Task brief: Copy every line of the records below word for word, omitting the pictures.

☆ ☆ ☆ ☆

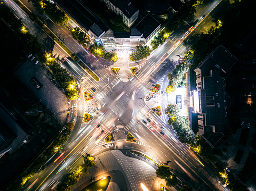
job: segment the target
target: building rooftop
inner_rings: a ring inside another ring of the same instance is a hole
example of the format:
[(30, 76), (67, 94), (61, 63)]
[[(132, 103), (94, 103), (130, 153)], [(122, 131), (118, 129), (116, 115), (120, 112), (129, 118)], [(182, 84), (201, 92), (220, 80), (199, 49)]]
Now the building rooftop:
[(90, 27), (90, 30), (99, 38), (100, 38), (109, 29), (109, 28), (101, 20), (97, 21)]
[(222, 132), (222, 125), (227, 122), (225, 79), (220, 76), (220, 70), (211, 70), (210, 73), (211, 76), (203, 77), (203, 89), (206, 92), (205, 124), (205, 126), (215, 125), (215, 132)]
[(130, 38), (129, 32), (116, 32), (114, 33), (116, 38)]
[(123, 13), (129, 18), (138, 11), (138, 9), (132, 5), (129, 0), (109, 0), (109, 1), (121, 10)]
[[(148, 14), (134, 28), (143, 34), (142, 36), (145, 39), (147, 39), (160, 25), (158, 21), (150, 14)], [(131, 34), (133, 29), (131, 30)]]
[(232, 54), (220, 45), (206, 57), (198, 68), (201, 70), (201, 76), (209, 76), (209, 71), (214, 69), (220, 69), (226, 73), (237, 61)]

☆ ☆ ☆ ☆

Written answer:
job: segment the target
target: building rooftop
inner_rings: a ring inside another ring of the same instance is a hole
example of the format:
[(30, 76), (67, 94), (61, 63)]
[[(132, 103), (94, 103), (130, 153)], [(122, 131), (118, 129), (116, 115), (120, 112), (129, 118)], [(182, 84), (201, 92), (220, 80), (199, 49)]]
Now the building rooftop:
[(90, 27), (90, 30), (99, 38), (100, 38), (109, 29), (109, 28), (101, 20), (97, 21)]
[(222, 132), (222, 125), (227, 122), (225, 79), (220, 76), (220, 70), (211, 70), (210, 73), (211, 76), (203, 77), (203, 89), (206, 92), (205, 124), (205, 126), (215, 125), (215, 132)]
[(130, 38), (129, 32), (116, 32), (114, 33), (116, 38)]
[(123, 13), (129, 18), (138, 11), (138, 9), (132, 5), (129, 0), (109, 0), (109, 1), (121, 10)]
[[(148, 14), (134, 28), (143, 34), (142, 36), (145, 39), (147, 39), (160, 25), (158, 21), (150, 14)], [(131, 34), (133, 29), (131, 30)]]
[(232, 54), (220, 45), (206, 57), (198, 68), (201, 70), (201, 76), (209, 76), (209, 71), (214, 69), (220, 69), (226, 73), (237, 61)]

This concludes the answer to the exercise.